Exercise inputs ->
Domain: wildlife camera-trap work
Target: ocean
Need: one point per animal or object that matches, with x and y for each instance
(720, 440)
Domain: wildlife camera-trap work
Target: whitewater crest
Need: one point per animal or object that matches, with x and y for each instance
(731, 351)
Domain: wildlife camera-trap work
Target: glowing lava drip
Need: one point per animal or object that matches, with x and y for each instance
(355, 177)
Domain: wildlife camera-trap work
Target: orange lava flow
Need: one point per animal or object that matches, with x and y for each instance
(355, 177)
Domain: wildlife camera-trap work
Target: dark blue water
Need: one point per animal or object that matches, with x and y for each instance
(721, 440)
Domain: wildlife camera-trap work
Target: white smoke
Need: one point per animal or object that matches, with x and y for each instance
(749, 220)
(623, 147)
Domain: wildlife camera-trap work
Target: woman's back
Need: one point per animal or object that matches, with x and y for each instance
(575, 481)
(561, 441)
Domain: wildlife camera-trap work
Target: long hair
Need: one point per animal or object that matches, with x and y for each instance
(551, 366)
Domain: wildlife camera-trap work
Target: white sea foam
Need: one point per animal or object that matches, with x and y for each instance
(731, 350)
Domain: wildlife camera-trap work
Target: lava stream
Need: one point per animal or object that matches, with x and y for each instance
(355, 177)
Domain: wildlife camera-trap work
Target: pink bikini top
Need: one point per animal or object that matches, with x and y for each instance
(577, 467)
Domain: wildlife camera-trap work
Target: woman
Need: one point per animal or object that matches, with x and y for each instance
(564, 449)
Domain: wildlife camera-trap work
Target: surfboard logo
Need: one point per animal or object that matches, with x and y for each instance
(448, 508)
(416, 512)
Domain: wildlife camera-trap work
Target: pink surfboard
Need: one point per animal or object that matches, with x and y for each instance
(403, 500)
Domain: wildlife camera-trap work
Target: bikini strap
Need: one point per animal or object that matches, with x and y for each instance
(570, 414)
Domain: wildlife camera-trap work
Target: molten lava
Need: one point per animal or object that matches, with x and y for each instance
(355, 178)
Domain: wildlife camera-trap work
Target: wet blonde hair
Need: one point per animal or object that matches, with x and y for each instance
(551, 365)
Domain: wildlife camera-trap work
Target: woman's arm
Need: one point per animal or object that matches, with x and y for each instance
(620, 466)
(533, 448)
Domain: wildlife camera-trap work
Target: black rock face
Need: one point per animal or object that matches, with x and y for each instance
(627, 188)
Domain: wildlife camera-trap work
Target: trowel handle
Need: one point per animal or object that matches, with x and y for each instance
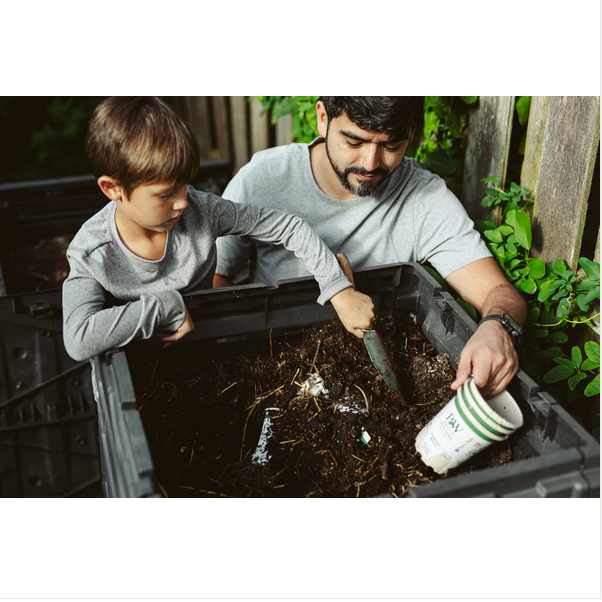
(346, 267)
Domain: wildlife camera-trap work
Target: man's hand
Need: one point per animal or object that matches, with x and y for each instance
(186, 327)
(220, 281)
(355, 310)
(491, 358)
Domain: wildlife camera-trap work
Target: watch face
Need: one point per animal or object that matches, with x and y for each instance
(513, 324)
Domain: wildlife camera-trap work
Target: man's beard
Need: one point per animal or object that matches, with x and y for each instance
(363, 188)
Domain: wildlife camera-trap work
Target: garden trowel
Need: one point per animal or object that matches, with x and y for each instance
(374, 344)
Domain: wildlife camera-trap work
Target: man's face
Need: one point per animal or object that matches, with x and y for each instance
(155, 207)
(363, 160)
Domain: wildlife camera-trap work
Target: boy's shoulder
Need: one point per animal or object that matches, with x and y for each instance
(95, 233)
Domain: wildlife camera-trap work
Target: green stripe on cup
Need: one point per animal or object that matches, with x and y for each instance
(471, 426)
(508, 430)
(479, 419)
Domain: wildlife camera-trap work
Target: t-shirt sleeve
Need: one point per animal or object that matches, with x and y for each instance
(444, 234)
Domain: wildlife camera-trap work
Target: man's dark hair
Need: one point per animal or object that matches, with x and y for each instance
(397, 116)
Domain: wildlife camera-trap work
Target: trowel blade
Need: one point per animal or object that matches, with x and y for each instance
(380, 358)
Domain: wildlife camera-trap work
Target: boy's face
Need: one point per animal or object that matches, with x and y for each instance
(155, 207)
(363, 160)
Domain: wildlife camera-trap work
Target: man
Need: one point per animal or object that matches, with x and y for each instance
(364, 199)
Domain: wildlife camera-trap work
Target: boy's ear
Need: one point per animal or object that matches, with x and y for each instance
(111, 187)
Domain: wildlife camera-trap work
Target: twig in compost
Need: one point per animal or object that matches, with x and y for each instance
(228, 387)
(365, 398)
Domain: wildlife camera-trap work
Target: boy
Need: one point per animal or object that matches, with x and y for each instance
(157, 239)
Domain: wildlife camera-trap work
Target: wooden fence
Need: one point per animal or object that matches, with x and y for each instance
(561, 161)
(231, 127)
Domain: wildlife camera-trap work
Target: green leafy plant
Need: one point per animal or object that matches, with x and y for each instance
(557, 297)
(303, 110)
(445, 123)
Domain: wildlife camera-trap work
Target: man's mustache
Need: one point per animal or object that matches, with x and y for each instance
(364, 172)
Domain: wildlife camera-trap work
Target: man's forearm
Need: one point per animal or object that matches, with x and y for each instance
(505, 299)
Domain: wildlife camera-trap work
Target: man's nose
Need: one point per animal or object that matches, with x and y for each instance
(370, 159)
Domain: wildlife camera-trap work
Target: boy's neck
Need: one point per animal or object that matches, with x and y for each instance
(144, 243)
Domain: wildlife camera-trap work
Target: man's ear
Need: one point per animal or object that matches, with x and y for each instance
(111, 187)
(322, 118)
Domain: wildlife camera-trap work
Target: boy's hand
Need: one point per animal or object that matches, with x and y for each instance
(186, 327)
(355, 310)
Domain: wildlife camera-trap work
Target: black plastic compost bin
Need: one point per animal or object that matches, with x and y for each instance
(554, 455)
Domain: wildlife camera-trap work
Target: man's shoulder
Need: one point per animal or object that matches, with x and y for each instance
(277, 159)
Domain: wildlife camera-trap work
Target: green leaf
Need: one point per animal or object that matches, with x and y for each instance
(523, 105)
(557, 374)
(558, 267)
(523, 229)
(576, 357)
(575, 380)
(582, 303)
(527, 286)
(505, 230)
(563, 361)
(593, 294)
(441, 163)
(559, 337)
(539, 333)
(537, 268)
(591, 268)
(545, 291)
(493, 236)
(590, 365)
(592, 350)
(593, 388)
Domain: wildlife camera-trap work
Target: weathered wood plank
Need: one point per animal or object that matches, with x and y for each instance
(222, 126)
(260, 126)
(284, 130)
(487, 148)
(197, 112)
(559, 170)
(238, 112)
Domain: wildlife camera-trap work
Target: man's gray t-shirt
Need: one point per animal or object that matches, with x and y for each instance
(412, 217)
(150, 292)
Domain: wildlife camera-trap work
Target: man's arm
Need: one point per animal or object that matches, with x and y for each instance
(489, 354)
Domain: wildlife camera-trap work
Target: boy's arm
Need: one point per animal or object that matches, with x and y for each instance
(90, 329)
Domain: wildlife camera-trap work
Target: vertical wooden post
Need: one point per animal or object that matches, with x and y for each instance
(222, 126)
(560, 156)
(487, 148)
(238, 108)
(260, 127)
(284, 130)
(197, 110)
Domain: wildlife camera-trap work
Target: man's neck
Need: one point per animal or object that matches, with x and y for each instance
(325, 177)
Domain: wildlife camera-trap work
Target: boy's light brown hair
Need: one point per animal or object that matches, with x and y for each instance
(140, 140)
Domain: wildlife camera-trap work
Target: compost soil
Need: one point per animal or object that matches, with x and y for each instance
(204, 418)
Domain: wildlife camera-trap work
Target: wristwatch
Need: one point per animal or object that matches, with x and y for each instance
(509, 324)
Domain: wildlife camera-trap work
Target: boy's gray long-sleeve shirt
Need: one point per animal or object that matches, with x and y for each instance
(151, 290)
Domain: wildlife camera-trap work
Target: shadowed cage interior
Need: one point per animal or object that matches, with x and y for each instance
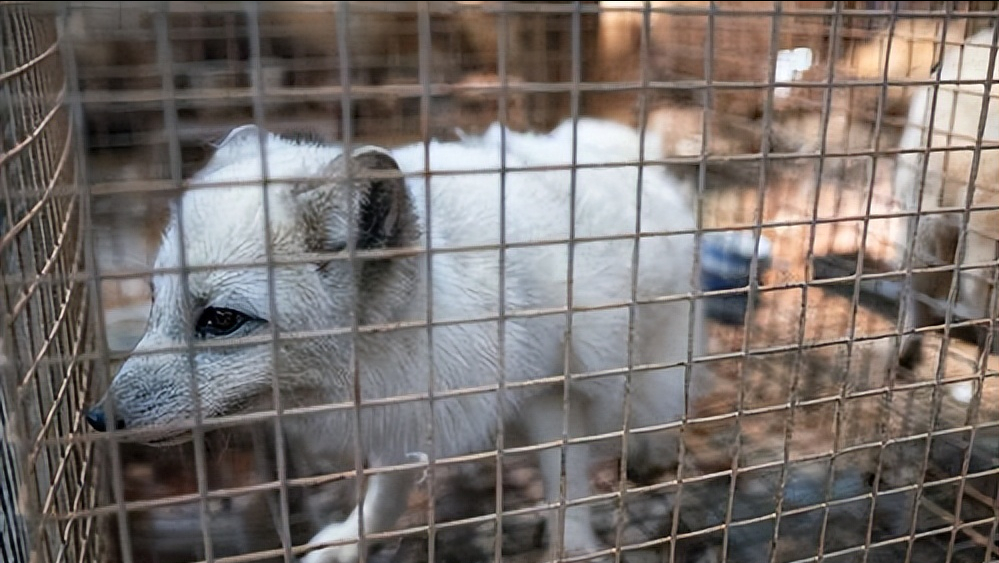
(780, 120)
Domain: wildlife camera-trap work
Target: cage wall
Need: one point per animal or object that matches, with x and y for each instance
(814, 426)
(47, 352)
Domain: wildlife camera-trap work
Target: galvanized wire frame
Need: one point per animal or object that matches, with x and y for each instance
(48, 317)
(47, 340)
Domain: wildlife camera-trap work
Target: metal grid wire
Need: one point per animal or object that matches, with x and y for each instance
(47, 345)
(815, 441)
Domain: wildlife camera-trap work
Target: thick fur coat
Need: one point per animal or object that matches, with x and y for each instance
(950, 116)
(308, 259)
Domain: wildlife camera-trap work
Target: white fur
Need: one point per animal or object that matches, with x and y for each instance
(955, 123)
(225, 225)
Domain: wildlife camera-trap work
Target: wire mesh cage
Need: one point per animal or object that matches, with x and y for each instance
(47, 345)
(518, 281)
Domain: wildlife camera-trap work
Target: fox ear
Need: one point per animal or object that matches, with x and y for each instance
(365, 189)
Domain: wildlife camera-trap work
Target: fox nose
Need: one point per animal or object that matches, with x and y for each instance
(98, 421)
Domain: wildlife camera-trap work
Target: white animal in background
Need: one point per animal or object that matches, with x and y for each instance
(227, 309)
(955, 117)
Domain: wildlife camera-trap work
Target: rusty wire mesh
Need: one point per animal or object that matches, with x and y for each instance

==

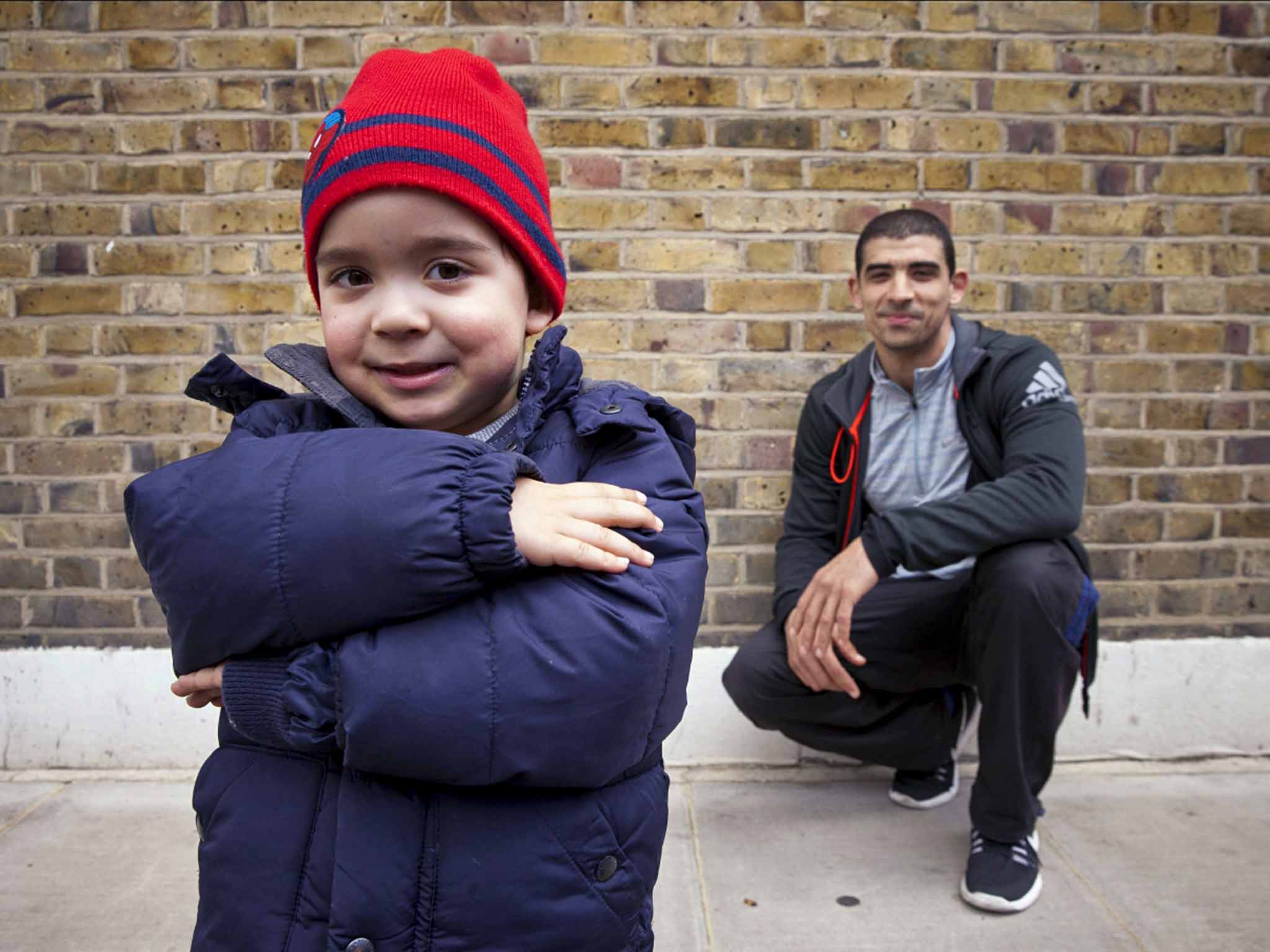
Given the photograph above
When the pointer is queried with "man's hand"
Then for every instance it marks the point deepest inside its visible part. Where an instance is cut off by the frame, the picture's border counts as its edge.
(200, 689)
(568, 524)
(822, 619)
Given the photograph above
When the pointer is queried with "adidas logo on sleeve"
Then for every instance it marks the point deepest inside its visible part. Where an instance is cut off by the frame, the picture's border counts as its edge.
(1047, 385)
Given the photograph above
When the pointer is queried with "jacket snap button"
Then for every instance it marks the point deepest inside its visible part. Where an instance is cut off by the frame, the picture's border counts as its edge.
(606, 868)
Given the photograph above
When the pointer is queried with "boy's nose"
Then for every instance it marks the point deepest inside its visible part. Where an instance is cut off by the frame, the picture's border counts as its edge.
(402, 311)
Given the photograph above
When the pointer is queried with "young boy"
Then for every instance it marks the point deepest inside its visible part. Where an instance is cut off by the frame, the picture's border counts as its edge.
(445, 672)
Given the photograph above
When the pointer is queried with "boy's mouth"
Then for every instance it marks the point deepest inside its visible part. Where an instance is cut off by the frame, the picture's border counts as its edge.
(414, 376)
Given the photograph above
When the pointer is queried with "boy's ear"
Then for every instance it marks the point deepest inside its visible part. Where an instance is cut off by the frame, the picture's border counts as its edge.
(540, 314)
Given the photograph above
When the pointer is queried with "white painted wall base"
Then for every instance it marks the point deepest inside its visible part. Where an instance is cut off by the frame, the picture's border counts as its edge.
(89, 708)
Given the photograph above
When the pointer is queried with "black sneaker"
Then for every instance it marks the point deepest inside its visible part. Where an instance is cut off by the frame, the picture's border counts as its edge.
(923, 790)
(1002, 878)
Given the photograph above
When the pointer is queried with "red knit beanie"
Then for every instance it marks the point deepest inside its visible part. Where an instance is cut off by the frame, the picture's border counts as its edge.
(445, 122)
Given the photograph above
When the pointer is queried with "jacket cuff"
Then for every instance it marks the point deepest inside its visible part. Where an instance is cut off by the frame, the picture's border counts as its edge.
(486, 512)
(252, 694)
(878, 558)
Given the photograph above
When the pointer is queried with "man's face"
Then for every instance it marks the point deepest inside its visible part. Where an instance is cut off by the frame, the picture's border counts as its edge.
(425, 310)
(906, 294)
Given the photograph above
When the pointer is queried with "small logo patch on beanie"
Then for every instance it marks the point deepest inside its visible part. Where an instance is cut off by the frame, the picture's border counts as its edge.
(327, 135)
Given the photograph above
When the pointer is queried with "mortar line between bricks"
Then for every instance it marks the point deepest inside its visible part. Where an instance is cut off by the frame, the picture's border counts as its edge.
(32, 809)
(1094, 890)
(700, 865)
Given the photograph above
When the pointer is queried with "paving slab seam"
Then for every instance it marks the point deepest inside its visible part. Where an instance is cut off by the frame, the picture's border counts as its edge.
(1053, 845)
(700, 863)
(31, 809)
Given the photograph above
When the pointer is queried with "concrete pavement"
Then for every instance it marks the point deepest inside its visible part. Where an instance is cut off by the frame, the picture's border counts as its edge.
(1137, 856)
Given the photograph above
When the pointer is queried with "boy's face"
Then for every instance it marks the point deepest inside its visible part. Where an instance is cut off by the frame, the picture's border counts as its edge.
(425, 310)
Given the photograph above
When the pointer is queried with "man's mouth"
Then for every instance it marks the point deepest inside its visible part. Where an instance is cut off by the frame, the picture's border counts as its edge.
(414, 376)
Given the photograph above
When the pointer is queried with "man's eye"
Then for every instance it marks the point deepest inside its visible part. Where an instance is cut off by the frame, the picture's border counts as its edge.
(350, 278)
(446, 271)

Work instruction -> Report every line containing the word "mouth" from the listing above.

Result of the task ->
When the pointer is queried with "boy's mouth"
When the pointer is queried with "man's mouth"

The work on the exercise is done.